**Problem to work on:** Output everything from the line containing "paw for player-tracking calibration." down to the line containing "[331,373,407,450]" as a two-column CSV with the headers request and answer. Give one row per entry, placing its text and its answer each in a single quoted field, with line breaks replaced by spaces.

Entries from a dataset
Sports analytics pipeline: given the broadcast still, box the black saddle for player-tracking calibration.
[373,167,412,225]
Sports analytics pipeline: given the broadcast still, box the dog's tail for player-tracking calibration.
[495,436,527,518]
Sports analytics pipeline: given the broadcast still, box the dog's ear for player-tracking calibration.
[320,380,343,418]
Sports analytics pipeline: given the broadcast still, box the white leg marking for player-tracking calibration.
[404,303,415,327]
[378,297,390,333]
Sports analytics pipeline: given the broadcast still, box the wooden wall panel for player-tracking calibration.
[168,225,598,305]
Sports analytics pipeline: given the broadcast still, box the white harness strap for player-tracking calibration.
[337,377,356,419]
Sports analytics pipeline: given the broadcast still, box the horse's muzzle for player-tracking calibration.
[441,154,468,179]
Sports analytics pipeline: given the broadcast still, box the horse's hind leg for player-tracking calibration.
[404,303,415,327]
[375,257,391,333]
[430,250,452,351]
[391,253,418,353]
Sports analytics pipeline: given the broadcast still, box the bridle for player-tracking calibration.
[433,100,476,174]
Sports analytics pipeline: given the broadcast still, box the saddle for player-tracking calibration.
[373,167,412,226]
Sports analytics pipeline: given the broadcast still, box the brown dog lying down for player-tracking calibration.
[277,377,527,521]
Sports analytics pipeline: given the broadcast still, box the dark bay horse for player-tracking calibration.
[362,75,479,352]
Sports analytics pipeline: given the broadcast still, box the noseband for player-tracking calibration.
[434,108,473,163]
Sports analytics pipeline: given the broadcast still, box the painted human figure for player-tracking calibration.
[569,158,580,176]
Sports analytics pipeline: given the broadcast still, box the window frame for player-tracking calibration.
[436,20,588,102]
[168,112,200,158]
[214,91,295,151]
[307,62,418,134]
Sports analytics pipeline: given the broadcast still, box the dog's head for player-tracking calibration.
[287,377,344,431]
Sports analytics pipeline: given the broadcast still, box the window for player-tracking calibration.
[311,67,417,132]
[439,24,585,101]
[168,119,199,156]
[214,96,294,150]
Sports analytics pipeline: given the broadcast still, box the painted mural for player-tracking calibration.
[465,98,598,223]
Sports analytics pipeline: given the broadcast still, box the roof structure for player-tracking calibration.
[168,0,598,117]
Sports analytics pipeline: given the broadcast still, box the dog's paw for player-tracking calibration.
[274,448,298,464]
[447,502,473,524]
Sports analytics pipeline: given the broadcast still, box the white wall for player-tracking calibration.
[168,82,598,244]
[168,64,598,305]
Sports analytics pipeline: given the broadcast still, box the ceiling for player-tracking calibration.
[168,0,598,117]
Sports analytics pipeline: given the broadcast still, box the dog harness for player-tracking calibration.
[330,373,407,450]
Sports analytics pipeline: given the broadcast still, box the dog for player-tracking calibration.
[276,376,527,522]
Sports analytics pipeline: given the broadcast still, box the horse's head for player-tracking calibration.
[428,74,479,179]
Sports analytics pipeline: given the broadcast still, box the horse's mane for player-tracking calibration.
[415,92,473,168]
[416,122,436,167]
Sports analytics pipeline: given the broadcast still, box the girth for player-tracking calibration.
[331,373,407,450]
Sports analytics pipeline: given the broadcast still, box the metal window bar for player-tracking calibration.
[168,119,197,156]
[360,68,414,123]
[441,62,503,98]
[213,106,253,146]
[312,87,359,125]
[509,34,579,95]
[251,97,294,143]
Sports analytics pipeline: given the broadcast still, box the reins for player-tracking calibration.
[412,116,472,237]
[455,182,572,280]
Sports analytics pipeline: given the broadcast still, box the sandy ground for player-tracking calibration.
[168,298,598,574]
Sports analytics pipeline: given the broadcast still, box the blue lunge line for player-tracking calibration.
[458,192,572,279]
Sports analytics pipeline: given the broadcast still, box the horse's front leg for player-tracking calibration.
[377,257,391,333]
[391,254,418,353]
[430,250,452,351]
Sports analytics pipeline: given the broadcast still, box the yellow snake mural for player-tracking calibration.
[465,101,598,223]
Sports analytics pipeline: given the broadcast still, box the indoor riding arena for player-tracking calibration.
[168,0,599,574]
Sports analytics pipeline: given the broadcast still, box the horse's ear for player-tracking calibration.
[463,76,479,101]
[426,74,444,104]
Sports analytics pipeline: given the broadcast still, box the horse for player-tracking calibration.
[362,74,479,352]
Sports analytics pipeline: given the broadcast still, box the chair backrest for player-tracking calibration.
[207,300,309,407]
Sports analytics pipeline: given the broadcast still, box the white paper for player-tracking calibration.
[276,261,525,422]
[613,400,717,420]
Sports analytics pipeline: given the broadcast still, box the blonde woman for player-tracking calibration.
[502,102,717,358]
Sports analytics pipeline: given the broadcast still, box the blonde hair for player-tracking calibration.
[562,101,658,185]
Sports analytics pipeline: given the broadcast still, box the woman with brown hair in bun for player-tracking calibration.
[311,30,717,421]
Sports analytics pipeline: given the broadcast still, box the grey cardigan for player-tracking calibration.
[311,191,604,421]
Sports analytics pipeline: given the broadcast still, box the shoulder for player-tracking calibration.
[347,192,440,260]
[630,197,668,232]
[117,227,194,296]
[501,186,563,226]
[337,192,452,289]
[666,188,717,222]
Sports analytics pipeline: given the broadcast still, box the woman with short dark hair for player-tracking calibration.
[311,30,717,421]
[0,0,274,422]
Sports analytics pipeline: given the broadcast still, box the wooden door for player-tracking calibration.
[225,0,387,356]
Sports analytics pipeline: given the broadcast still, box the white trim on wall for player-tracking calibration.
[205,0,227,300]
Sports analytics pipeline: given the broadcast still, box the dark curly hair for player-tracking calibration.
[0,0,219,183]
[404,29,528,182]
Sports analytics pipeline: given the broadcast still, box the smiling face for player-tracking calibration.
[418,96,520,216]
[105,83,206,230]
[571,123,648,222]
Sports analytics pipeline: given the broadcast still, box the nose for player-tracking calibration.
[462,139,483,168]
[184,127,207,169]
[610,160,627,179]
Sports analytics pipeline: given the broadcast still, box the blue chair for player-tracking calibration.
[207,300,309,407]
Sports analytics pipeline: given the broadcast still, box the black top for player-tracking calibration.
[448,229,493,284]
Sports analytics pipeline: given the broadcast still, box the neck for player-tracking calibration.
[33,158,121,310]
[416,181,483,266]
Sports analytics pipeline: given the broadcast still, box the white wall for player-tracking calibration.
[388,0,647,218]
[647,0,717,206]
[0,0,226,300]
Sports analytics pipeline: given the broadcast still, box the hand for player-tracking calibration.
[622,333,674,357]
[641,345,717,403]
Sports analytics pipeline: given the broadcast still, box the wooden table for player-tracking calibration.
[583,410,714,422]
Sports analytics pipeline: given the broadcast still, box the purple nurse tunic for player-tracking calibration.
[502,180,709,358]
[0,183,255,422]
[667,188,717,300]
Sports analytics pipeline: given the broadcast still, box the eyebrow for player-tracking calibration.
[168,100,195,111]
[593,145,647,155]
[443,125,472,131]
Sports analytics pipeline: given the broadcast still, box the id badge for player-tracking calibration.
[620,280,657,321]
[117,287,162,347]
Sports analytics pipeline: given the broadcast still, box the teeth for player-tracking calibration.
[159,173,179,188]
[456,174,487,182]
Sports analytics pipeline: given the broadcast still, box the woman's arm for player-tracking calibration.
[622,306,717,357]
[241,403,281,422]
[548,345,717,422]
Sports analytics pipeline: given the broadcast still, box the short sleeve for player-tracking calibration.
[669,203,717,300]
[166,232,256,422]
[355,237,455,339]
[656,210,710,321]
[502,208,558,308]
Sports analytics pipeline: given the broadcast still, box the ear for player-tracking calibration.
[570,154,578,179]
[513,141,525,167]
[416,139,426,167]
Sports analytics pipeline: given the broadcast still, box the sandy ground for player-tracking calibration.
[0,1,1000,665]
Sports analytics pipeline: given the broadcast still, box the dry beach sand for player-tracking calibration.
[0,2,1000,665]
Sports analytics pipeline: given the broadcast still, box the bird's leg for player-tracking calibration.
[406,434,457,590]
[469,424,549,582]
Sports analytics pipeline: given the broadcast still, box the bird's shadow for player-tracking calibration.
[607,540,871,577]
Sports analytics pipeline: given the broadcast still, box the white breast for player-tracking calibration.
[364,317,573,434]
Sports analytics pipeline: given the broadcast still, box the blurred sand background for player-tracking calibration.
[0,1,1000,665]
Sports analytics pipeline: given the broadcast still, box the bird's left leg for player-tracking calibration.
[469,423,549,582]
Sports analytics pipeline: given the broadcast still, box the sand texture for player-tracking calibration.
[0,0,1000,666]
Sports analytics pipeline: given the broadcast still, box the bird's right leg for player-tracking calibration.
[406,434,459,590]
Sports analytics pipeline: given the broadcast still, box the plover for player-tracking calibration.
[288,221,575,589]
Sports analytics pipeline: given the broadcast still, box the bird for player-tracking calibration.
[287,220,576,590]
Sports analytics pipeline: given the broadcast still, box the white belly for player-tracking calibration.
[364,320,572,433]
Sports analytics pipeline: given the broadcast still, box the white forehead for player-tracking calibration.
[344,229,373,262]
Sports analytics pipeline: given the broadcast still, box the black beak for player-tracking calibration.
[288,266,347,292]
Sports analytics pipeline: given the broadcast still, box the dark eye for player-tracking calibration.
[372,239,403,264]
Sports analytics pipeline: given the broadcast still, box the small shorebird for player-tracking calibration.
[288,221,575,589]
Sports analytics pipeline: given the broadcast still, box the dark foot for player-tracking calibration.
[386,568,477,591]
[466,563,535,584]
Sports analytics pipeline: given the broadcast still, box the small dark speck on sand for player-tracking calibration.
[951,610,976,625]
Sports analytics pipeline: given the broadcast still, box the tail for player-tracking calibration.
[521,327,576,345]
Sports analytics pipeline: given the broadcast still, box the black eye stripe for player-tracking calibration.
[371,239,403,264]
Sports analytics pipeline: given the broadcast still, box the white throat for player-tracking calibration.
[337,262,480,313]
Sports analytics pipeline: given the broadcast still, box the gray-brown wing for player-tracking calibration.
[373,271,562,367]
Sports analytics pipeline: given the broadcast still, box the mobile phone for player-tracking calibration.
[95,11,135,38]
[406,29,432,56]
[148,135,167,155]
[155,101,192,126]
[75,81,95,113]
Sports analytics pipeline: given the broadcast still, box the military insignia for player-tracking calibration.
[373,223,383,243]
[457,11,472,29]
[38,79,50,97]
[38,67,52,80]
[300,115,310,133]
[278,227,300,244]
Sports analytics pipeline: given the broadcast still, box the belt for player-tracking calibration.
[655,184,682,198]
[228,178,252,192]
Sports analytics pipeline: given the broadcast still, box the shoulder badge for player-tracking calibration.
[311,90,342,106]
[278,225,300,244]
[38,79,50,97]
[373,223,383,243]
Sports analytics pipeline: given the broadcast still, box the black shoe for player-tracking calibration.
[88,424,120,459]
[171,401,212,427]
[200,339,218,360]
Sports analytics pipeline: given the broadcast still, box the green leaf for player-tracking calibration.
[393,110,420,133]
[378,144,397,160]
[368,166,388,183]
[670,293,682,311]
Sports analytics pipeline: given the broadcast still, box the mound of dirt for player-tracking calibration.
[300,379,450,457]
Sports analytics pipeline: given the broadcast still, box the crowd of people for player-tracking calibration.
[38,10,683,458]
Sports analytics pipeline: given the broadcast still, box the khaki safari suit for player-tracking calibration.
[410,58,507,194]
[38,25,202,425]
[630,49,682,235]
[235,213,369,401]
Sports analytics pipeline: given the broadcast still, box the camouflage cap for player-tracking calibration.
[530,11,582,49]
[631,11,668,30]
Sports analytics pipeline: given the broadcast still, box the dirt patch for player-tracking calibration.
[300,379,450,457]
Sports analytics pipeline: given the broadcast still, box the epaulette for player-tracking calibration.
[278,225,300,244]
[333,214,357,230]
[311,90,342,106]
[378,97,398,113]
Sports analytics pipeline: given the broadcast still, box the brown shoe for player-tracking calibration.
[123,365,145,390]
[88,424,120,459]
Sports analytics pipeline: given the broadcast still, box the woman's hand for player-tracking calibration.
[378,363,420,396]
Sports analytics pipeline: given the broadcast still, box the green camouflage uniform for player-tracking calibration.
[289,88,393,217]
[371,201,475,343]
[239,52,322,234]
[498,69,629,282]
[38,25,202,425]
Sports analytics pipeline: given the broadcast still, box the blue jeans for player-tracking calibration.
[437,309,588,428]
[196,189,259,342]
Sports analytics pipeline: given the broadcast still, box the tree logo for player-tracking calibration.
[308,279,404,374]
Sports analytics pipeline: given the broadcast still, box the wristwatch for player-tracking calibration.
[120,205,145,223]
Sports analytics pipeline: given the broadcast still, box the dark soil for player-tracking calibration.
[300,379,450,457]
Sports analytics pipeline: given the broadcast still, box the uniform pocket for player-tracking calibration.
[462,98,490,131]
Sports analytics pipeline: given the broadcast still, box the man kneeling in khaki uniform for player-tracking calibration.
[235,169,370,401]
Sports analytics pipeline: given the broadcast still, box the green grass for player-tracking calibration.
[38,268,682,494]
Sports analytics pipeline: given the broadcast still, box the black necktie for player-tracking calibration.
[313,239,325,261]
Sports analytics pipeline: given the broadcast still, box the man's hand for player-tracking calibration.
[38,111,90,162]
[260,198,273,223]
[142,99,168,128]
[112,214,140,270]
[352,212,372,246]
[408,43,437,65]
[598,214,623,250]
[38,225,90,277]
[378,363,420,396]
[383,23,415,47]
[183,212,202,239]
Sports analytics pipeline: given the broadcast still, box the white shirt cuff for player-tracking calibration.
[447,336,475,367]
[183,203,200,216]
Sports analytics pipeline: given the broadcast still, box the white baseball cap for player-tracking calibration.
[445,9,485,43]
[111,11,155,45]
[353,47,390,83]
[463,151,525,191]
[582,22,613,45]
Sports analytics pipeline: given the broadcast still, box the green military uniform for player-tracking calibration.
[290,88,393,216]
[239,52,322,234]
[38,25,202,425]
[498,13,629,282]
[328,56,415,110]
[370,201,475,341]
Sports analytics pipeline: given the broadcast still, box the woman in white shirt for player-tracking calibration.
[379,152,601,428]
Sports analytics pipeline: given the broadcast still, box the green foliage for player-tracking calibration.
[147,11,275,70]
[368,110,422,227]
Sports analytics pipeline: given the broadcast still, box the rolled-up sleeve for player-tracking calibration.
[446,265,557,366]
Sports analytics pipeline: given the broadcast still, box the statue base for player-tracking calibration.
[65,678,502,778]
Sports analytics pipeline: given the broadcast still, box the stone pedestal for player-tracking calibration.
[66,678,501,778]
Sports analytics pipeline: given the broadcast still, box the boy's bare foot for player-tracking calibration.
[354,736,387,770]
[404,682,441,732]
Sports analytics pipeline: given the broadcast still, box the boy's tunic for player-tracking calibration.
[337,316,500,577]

**Finished answer:**
request,answer
"Sports analytics pipeline: given the broadcast still, box the dog's paw for player-tracking calibration.","[274,448,298,464] [447,502,473,524]"
"Sports analytics pipeline: given the broadcast still, box the white wall for player-tracking calibration.","[168,82,598,244] [168,64,598,305]"
"Sports analytics pipeline: given the broadcast still, box the ceiling for player-tracking calibration.","[168,0,598,117]"
"Sports analytics pipeline: given the broadcast still, box the dog harness for player-tracking calibration.","[330,373,407,450]"
"Sports analytics pipeline: given the broadcast still, box the dog for player-tracking calibration.","[276,376,527,522]"
"Sports analytics pipeline: given the broadcast still, box the horse's head for player-tracking calibration.","[428,74,479,179]"
"Sports analytics pipeline: given the broadcast still, box the horse's mane for player-tracking calibration.","[415,92,473,168] [416,122,436,167]"
"Sports analytics pipeline: given the broadcast still, box the girth for player-tracking calibration.","[331,373,407,450]"